Saved entries:
*** Block opens ***
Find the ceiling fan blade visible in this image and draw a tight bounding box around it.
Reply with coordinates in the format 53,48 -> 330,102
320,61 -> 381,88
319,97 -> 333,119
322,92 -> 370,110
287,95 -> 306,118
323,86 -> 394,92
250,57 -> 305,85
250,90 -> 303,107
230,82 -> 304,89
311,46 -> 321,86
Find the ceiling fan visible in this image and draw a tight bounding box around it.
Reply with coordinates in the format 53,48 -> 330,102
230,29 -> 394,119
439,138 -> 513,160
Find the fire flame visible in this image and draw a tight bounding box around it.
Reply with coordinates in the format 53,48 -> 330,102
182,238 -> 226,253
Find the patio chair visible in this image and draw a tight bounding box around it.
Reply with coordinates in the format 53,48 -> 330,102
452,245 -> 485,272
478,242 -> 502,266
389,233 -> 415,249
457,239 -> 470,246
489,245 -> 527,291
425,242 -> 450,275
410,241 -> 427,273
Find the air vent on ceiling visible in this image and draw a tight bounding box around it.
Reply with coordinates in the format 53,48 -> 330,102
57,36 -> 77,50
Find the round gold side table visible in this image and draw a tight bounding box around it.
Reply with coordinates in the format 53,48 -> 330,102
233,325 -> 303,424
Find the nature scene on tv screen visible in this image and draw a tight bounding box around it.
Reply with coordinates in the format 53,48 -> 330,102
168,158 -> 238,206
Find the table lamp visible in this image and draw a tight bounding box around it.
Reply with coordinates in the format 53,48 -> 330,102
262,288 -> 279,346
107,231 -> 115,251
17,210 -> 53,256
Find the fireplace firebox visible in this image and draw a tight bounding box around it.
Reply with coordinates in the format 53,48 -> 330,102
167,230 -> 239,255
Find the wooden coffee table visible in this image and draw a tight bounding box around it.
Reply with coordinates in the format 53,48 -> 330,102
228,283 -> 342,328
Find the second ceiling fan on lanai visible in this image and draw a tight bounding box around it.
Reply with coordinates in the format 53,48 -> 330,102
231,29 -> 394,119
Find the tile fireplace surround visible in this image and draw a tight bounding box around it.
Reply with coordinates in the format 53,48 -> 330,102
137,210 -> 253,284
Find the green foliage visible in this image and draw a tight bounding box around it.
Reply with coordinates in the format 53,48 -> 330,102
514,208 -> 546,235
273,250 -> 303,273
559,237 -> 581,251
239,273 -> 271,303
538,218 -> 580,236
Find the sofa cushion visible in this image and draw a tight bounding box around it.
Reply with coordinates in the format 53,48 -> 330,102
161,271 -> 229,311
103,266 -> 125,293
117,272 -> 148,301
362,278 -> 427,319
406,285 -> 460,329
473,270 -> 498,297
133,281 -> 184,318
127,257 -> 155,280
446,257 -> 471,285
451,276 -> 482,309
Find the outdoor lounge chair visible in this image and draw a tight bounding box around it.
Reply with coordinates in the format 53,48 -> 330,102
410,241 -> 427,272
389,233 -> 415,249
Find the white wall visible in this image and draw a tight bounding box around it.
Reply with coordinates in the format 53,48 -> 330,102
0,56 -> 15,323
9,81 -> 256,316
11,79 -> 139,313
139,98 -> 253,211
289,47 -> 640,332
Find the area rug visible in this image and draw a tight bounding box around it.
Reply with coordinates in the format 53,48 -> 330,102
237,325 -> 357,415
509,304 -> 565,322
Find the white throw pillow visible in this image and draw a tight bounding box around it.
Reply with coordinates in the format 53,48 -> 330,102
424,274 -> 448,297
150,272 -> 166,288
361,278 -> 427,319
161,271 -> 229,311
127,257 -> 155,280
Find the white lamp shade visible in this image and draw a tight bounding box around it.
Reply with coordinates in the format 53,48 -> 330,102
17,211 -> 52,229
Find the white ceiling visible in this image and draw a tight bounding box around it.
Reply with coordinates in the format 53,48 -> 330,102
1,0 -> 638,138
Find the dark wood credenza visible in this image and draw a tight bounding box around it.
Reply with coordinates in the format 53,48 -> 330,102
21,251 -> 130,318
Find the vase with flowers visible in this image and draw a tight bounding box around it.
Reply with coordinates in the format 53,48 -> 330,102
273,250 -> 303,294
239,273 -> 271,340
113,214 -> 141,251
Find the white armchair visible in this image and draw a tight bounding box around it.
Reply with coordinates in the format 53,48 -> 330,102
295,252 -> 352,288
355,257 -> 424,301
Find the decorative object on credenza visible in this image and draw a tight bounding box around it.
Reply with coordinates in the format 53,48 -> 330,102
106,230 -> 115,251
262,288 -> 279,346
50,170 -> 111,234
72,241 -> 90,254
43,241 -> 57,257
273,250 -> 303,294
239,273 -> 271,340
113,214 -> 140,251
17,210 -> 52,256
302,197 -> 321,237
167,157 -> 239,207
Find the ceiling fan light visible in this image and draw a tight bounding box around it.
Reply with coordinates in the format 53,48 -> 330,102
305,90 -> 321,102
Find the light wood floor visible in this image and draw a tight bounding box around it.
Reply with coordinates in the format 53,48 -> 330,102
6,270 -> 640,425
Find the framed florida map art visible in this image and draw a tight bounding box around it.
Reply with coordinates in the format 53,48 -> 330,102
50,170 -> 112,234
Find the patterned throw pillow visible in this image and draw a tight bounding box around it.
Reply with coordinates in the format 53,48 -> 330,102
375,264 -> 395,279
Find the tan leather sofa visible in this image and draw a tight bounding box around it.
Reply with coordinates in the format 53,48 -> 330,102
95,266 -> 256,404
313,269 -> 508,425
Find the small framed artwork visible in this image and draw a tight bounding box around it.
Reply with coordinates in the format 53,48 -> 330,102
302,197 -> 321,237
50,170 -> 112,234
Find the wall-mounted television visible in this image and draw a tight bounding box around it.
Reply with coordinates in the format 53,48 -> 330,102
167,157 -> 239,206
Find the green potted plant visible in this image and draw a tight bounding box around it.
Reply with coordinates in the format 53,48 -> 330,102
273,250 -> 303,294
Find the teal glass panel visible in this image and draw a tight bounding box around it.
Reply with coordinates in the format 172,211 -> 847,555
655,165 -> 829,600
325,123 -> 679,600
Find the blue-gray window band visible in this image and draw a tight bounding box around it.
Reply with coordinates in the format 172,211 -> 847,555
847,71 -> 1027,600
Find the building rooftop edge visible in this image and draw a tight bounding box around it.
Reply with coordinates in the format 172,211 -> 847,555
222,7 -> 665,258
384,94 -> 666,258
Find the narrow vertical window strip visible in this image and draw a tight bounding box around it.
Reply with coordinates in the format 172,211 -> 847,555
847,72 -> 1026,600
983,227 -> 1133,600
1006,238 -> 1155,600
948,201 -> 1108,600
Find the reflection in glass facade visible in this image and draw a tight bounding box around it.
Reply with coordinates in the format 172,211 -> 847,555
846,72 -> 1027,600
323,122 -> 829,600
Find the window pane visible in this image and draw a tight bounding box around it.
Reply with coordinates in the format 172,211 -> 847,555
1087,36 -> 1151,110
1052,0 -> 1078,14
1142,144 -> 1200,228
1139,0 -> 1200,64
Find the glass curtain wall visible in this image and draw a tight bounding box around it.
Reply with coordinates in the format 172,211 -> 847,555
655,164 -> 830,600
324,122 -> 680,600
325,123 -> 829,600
*** Block closes ***
- Problem -
Looking at the data above, count the lines that contain the string "fireplace" and give only the count.

- Exercise result -
2